— What to produce —
Copy the entries exactly. Leave out any pictures.

#####

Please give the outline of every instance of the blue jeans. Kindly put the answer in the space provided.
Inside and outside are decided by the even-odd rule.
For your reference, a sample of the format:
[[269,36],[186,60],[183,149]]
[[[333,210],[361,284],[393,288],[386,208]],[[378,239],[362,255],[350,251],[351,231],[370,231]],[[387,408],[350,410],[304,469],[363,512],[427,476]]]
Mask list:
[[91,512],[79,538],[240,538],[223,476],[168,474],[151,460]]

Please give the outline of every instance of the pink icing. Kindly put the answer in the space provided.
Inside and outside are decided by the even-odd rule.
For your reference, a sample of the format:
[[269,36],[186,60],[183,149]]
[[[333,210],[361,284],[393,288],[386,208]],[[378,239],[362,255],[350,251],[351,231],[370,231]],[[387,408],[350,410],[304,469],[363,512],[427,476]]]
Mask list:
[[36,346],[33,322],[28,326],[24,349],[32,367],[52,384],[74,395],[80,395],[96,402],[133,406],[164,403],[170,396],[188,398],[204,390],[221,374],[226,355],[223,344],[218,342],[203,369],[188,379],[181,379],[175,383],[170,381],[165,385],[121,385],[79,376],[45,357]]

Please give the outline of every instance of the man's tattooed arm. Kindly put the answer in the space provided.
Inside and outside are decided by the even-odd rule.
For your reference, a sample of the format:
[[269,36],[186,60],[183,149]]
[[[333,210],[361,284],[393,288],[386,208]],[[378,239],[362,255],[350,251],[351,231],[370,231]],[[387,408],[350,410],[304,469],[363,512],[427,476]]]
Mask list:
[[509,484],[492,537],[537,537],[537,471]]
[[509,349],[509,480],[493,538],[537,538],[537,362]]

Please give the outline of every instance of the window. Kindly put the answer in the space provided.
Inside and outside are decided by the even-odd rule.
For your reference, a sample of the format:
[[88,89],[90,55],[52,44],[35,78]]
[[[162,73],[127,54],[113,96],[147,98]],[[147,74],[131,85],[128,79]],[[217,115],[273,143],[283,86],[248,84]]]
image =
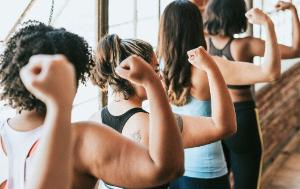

#####

— Finished task —
Please give the outline of every instance of the blue jeans. Kindly put the answer in the space provided.
Inside and outside are decided by the even-odd rule.
For your reference, a sample of the format:
[[269,36],[186,60],[183,149]]
[[[333,210],[361,284],[393,288],[386,208]],[[378,239],[362,255],[350,251],[351,231],[370,231]],[[387,408],[350,410],[304,469],[363,512],[427,476]]]
Mask list:
[[91,512],[79,538],[240,538],[223,476],[168,474],[151,460]]

Please give the outline of every instance of the pink icing. Kindly put the answer in the space provided.
Inside and outside are decided by the even-odd rule.
For your reference, a sample of the format:
[[269,36],[186,60],[183,149]]
[[[333,210],[361,284],[393,288],[386,208]],[[378,239],[362,255],[350,251],[351,231],[370,231]],[[387,408],[350,410],[304,469],[363,512],[427,476]]]
Mask list:
[[36,346],[33,322],[28,326],[24,349],[32,367],[52,384],[74,395],[80,395],[96,402],[133,406],[164,403],[170,396],[188,398],[204,390],[221,374],[226,355],[223,344],[218,342],[203,369],[188,379],[181,379],[175,383],[170,381],[165,385],[121,385],[79,376],[45,357]]

Please give the outline of every instance of the man's tattooed arm. Kindly put the answer in the space provided.
Inside and outside are decided by the even-odd rule.
For your reference, a sample of the format:
[[269,36],[186,60],[183,149]]
[[[333,210],[361,284],[393,288],[386,208]],[[378,239],[362,255],[350,251],[351,231],[370,231]],[[387,408],[350,410],[304,469],[363,512],[427,476]]]
Mask list:
[[509,484],[492,537],[537,537],[537,471]]
[[509,349],[509,480],[493,538],[537,538],[537,362]]

Please give the outline of every instance of the window. Kindly put the answer in the space provided.
Inside and outside are decided by the even-odd rule.
For your reference, a sample of the format:
[[88,89],[90,55],[52,44],[35,78]]
[[[162,73],[127,54],[113,96],[147,98]],[[147,74],[131,85],[128,79]],[[217,115],[273,143],[283,86],[248,84]]]
image =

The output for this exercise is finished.